_Exercise aim_: Below, find the part that begins with the line containing "Label every chimney" and ends with the line containing "xmin=172 ymin=45 xmax=184 ymax=60", and copy it out word for word, including both of those lines.

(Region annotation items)
──────────────────────────────
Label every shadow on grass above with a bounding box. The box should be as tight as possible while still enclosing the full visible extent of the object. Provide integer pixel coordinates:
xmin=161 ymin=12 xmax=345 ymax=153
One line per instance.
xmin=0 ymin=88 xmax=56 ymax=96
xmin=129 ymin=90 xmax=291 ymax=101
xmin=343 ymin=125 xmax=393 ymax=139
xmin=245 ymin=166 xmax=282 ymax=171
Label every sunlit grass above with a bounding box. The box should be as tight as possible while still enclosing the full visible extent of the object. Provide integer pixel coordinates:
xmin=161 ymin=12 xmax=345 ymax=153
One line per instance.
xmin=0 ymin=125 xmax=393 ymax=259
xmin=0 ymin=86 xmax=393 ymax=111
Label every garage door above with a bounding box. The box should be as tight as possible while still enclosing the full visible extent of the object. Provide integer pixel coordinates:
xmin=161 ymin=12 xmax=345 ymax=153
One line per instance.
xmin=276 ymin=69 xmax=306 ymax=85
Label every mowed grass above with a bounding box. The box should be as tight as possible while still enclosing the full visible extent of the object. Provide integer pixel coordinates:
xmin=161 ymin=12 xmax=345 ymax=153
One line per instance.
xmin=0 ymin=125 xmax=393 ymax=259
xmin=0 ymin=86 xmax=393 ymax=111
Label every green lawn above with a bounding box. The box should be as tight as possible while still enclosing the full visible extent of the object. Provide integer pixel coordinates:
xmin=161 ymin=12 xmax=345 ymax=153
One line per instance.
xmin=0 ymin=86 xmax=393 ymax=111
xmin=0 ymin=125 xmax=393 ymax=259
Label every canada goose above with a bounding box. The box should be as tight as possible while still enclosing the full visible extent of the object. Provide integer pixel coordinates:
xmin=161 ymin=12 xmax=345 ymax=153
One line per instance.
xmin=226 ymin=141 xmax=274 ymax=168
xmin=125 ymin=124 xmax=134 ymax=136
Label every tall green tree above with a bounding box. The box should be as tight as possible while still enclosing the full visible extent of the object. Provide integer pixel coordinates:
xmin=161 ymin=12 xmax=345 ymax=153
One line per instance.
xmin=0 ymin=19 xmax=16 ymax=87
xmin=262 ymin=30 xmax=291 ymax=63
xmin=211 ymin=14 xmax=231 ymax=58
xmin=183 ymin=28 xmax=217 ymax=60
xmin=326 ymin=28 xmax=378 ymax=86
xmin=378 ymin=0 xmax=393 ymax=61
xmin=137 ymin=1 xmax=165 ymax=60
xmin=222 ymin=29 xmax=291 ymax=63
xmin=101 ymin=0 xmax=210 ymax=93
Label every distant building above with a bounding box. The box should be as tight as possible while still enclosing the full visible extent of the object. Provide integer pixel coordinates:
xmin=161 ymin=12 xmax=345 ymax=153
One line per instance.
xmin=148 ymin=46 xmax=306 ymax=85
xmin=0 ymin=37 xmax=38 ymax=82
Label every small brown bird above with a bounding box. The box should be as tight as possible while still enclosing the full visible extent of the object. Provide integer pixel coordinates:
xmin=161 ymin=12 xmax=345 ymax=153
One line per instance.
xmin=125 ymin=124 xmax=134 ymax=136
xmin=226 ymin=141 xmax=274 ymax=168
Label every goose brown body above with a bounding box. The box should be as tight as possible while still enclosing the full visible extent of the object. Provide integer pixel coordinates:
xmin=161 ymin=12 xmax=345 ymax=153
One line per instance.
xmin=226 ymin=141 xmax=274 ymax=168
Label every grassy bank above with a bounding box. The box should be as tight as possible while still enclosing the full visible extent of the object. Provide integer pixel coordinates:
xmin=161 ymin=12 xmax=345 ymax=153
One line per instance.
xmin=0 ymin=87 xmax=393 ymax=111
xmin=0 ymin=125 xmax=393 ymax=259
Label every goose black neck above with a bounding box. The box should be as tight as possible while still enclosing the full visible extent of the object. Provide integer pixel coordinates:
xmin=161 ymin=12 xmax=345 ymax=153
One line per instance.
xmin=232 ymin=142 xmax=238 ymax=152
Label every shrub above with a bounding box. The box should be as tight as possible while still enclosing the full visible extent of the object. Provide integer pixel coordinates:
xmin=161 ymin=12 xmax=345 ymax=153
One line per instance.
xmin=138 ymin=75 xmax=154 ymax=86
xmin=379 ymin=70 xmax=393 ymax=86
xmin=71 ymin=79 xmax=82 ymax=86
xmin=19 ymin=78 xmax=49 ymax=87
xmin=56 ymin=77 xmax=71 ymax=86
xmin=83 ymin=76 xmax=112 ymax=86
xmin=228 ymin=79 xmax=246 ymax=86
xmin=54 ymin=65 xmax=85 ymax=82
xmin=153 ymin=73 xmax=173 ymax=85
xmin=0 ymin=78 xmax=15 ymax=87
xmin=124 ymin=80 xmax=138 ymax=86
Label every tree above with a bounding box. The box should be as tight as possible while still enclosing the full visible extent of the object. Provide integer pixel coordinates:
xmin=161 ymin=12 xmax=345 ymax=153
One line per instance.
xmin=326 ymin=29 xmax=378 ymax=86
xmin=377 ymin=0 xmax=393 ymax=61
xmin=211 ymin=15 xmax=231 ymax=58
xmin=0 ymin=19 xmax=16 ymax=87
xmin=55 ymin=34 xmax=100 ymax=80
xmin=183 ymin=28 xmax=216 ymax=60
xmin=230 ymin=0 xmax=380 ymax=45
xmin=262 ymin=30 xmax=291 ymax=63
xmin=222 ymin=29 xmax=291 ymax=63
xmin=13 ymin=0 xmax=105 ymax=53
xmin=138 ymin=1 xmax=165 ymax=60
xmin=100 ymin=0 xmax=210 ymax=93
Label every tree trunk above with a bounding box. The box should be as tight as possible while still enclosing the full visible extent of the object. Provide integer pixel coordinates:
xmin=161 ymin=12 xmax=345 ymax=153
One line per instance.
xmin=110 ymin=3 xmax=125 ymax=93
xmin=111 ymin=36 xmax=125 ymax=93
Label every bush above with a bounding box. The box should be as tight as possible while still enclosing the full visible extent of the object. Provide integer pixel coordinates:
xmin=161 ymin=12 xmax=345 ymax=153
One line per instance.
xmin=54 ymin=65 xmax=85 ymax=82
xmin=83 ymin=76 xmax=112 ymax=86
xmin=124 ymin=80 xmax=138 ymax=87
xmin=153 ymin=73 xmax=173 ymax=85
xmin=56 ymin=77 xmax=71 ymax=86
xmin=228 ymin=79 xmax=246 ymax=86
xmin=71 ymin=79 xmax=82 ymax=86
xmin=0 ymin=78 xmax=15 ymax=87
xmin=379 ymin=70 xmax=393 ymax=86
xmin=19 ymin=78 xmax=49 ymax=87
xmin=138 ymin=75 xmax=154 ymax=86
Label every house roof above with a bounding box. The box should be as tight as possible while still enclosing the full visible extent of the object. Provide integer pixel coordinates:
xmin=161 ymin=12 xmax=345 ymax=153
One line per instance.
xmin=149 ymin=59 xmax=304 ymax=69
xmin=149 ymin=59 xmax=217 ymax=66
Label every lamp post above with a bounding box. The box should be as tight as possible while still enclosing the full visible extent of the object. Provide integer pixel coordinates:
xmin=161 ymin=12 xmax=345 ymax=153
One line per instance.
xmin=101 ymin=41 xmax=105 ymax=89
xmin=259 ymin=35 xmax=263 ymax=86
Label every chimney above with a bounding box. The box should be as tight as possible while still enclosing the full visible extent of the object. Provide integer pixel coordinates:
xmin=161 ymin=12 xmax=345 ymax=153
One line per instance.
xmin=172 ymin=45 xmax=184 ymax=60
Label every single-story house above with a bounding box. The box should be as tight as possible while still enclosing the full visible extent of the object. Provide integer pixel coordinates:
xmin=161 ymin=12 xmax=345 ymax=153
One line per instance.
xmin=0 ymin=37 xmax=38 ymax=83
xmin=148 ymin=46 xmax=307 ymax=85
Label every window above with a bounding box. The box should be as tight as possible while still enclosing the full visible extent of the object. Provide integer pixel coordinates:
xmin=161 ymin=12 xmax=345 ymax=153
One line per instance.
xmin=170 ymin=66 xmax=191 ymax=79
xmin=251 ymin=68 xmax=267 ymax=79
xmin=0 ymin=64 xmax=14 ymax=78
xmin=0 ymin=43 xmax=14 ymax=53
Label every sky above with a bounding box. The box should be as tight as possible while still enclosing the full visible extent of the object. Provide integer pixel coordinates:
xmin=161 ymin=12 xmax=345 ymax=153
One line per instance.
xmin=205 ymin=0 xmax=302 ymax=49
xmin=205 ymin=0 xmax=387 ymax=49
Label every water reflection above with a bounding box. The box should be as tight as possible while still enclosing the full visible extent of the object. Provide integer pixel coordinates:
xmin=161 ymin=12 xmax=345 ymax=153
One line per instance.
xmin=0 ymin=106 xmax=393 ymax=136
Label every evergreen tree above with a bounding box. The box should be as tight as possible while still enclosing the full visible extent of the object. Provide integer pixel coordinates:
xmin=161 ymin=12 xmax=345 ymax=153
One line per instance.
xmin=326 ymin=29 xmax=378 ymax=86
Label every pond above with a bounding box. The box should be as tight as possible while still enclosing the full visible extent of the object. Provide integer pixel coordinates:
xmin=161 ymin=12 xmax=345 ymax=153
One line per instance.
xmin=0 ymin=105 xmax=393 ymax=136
──────────────────────────────
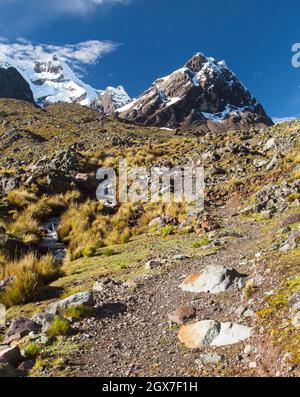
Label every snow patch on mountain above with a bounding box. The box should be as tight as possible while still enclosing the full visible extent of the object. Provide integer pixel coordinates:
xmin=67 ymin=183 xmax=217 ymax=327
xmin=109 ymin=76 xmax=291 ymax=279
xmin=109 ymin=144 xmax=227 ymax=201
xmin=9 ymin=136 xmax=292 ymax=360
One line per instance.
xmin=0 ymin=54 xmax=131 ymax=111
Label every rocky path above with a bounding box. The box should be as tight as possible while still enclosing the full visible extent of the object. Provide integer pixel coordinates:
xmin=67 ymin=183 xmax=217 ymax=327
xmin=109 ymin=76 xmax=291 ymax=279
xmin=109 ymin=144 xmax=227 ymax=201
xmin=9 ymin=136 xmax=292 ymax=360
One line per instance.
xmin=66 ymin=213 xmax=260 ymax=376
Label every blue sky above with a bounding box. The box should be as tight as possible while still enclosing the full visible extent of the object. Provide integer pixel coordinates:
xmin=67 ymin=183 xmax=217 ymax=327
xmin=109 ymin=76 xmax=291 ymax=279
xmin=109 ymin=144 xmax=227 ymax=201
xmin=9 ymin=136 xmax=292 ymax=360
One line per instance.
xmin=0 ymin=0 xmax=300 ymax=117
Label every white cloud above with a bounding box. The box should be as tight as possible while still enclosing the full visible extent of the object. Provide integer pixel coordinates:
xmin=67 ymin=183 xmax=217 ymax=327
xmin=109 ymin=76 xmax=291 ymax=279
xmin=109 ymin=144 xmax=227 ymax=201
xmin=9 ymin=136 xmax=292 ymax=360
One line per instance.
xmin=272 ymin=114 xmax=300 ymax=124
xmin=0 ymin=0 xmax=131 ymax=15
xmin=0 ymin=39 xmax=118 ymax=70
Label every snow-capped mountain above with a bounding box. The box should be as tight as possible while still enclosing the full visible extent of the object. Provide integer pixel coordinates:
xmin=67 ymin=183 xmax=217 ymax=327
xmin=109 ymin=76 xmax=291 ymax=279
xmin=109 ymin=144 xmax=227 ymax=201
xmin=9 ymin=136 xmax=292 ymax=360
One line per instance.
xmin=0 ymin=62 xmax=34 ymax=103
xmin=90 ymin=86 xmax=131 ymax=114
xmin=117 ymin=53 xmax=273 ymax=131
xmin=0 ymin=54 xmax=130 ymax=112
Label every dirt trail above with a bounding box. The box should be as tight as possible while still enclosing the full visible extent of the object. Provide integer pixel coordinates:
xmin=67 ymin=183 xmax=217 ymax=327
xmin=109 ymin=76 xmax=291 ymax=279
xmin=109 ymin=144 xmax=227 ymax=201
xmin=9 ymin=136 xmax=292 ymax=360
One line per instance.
──────────────────────────────
_Exercise result_:
Label every chimney above with a bounding box. The box should be as tight as possible while still enclosing the full visible extent of the object. Provide integer pixel coordinates:
xmin=161 ymin=12 xmax=345 ymax=153
One line per instance.
xmin=172 ymin=45 xmax=184 ymax=60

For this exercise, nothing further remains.